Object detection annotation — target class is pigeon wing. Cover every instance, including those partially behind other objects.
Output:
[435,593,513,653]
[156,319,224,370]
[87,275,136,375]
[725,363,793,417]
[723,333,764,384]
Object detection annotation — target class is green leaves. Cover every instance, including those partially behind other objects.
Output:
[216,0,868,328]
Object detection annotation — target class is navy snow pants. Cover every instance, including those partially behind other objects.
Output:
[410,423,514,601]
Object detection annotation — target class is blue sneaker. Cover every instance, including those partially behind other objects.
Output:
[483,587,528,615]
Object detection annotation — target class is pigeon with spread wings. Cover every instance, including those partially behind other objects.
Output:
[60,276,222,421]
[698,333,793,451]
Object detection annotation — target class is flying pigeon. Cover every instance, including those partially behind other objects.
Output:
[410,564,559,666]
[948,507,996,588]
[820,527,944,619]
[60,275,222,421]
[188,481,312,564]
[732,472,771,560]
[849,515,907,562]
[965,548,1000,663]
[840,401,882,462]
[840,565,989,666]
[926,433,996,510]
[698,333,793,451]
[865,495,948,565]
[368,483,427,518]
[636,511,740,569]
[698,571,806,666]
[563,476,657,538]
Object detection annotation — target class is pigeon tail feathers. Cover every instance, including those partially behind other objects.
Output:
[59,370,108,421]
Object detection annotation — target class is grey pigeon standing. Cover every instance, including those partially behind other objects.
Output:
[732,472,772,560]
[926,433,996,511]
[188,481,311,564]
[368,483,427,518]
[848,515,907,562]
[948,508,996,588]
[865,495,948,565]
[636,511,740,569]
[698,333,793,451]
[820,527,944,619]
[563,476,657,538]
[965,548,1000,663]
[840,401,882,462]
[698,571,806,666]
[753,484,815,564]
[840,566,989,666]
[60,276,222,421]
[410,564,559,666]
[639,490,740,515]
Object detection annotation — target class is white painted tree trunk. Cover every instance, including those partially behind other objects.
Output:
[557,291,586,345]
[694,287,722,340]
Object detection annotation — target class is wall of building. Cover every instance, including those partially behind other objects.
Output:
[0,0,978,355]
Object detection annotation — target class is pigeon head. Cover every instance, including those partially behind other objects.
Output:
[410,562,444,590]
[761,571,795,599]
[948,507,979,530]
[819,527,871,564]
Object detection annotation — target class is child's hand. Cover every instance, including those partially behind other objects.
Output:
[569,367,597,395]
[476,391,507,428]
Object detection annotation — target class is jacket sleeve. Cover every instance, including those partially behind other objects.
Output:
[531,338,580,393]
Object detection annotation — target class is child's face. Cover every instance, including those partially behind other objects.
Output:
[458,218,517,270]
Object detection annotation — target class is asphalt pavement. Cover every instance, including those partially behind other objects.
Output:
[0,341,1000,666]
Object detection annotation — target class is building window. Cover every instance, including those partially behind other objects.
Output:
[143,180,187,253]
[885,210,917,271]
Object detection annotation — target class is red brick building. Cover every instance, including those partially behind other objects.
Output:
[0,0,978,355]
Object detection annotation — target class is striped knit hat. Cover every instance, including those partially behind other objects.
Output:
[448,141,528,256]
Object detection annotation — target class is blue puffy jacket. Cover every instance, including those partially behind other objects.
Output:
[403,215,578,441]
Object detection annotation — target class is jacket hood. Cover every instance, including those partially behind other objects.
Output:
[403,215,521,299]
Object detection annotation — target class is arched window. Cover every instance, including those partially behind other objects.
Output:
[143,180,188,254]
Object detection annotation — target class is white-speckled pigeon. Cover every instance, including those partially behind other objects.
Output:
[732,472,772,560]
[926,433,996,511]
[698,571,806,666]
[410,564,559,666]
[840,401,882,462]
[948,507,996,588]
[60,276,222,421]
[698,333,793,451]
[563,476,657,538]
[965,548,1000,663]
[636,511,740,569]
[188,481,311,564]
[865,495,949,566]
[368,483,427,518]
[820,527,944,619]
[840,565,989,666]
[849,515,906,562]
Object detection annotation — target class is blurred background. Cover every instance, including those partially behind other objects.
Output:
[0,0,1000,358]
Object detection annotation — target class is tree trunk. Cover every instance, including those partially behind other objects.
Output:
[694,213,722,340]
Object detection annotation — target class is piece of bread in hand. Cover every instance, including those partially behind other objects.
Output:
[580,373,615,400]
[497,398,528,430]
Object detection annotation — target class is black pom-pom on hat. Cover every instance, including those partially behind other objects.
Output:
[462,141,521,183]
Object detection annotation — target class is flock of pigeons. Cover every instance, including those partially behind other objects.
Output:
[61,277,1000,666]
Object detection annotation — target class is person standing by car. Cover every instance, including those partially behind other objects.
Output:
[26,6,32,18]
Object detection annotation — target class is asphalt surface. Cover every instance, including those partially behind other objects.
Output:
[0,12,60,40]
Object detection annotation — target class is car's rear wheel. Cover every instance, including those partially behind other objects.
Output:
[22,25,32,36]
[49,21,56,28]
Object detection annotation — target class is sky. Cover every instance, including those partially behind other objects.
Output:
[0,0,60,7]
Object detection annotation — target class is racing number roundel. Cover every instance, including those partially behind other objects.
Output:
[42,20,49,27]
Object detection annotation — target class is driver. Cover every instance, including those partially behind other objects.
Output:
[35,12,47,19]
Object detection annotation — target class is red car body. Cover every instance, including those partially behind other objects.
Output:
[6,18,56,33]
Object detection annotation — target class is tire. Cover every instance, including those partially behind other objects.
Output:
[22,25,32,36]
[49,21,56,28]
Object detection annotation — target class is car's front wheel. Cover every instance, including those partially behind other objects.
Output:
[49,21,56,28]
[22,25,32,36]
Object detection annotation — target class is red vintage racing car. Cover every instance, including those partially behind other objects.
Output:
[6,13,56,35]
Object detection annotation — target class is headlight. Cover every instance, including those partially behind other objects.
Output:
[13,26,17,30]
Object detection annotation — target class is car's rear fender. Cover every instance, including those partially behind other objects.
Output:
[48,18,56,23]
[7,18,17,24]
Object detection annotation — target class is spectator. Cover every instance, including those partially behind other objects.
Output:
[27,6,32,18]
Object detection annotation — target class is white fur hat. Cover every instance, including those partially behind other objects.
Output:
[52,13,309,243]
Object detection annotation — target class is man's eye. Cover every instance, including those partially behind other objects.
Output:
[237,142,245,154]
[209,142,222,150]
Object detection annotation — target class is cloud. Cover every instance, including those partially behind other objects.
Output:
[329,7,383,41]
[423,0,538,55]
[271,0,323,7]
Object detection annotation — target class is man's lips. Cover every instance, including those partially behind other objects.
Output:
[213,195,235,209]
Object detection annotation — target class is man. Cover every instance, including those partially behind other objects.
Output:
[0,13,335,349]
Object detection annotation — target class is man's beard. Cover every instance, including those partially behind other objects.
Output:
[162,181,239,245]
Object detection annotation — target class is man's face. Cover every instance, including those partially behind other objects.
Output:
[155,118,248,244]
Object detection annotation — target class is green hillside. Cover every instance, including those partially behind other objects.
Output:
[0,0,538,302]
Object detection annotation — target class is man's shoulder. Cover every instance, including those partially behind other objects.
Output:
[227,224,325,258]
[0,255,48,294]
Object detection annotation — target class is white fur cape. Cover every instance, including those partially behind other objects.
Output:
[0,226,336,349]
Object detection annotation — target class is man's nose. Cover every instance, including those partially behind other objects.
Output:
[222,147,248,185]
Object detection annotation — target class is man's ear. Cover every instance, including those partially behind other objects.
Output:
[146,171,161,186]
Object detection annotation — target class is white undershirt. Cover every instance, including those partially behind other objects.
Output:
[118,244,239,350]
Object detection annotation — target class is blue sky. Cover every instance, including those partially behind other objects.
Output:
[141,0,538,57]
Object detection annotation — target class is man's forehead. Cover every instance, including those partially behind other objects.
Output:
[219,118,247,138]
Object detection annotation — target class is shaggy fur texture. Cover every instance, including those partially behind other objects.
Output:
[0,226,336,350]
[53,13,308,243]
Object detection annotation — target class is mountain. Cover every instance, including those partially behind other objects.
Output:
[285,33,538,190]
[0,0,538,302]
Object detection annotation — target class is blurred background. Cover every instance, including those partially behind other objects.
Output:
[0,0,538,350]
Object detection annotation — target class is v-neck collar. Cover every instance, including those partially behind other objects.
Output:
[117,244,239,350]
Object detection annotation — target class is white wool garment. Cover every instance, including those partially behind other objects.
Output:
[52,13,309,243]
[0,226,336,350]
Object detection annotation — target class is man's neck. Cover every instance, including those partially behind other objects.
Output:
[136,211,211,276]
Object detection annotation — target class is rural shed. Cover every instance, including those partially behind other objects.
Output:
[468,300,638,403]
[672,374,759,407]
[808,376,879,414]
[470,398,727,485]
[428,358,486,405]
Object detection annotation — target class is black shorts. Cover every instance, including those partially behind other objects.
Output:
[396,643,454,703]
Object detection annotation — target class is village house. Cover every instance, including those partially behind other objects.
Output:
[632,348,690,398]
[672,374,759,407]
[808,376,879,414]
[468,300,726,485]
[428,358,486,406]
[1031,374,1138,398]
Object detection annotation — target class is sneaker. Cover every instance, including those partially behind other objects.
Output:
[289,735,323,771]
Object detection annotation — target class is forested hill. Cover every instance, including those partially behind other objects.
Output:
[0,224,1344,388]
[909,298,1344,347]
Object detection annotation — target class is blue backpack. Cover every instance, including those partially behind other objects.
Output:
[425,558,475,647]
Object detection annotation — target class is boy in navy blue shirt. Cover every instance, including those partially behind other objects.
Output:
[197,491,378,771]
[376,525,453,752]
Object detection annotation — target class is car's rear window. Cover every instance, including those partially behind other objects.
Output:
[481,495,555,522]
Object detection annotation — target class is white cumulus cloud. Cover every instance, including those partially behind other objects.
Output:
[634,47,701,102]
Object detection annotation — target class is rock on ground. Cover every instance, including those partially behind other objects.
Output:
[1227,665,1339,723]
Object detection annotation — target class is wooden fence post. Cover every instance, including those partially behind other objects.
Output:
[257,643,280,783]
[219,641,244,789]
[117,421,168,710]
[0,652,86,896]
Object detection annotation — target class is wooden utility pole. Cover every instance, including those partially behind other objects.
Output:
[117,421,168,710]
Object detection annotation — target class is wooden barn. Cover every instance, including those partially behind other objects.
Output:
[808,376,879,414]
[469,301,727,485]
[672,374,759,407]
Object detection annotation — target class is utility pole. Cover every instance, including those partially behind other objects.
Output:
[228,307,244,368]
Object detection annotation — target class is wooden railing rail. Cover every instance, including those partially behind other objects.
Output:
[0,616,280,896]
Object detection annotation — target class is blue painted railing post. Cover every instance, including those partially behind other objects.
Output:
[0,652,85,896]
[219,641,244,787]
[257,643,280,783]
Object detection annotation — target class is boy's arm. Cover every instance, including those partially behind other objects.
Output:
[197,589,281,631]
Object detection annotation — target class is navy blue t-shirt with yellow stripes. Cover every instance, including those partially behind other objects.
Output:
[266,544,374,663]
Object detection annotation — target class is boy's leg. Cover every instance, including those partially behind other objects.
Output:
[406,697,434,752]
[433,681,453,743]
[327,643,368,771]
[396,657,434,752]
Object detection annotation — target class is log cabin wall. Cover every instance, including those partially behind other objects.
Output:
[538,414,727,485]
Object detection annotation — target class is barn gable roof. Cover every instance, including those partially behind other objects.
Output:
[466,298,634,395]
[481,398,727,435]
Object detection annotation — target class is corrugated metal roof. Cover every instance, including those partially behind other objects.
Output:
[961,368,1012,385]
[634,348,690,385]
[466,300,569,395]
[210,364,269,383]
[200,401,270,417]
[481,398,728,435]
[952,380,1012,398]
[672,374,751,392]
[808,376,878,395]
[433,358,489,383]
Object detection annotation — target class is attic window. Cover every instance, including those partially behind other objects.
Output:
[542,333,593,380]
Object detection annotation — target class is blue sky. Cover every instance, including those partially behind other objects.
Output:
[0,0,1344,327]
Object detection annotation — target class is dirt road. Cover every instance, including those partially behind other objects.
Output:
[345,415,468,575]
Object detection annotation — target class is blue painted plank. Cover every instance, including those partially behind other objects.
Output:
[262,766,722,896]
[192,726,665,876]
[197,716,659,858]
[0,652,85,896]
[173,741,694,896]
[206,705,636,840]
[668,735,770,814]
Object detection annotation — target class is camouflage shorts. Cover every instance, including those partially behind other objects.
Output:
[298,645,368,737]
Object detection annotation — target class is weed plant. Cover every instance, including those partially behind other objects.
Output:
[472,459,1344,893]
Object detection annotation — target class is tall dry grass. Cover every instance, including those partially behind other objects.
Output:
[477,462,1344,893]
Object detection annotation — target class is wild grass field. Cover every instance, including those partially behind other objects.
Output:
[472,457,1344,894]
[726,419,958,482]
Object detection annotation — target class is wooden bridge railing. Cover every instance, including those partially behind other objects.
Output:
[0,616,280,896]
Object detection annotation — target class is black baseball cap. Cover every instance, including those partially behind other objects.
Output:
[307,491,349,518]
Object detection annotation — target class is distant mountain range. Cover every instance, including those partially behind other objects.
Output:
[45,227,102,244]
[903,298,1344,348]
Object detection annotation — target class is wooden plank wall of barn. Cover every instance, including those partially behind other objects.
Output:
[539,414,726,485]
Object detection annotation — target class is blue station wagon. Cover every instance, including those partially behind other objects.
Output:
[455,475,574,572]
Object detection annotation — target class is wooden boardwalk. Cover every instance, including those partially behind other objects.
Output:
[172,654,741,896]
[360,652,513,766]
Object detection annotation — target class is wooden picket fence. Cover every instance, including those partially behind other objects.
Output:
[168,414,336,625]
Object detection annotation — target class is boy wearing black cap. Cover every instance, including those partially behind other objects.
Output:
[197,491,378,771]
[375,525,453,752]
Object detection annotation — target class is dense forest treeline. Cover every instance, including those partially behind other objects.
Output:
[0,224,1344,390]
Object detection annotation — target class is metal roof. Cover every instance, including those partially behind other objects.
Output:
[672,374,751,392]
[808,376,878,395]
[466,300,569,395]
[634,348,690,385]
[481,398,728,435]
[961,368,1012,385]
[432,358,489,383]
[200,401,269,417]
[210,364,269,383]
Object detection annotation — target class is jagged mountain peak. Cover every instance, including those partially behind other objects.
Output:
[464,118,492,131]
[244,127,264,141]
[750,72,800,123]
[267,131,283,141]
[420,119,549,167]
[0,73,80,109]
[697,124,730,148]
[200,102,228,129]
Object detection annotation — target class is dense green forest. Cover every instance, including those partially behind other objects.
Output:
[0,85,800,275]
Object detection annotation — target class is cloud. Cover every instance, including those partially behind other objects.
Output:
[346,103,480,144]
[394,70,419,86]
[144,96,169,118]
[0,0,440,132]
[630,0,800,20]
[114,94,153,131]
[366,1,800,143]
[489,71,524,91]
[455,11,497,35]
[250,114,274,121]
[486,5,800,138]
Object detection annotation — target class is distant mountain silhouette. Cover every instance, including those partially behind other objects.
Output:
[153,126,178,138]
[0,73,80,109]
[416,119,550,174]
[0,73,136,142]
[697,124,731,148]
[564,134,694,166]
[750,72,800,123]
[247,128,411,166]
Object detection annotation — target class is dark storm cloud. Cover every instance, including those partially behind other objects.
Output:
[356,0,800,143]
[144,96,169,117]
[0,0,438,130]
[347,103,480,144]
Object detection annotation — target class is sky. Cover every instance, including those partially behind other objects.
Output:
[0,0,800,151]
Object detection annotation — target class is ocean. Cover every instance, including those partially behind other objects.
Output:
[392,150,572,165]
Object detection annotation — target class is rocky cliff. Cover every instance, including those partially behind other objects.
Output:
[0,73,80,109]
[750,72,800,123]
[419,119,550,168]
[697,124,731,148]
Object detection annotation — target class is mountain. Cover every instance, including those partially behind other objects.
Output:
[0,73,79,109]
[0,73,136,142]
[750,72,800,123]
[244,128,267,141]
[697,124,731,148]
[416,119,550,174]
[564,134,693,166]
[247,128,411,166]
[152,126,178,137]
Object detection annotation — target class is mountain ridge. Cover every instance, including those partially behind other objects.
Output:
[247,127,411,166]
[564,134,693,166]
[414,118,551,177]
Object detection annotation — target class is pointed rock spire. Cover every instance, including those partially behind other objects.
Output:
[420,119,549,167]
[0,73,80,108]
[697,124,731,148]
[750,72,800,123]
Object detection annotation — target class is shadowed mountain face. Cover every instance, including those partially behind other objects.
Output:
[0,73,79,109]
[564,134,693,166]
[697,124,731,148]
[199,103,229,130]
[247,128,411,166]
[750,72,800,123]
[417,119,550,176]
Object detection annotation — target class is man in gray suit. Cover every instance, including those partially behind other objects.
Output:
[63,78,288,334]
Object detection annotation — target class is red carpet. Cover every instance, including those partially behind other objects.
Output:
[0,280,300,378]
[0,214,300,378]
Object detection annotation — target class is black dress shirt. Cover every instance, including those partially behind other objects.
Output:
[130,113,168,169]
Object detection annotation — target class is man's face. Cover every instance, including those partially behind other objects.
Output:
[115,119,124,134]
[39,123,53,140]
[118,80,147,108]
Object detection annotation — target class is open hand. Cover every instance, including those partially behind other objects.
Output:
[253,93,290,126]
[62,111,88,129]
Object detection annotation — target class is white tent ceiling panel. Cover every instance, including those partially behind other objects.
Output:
----------
▶ [WORK TO BE COMPLETED]
Rewrite the rows starting at the line containing "Object detection annotation — target class is child's hand." and ending at the line containing "[531,338,580,393]", putting "coat sleeve" in place of "jacket sleeve" and leaving everything else unchanged.

▶ [CORRECT RESPONSE]
Object detection annotation — target class is child's hand. Cover every instance, including those partially behind other objects.
Output:
[569,367,597,395]
[476,391,507,428]
Object detection annotation — target class is coat sleeve. Cover every instance, including those partially behind other objects.
Output:
[531,338,580,393]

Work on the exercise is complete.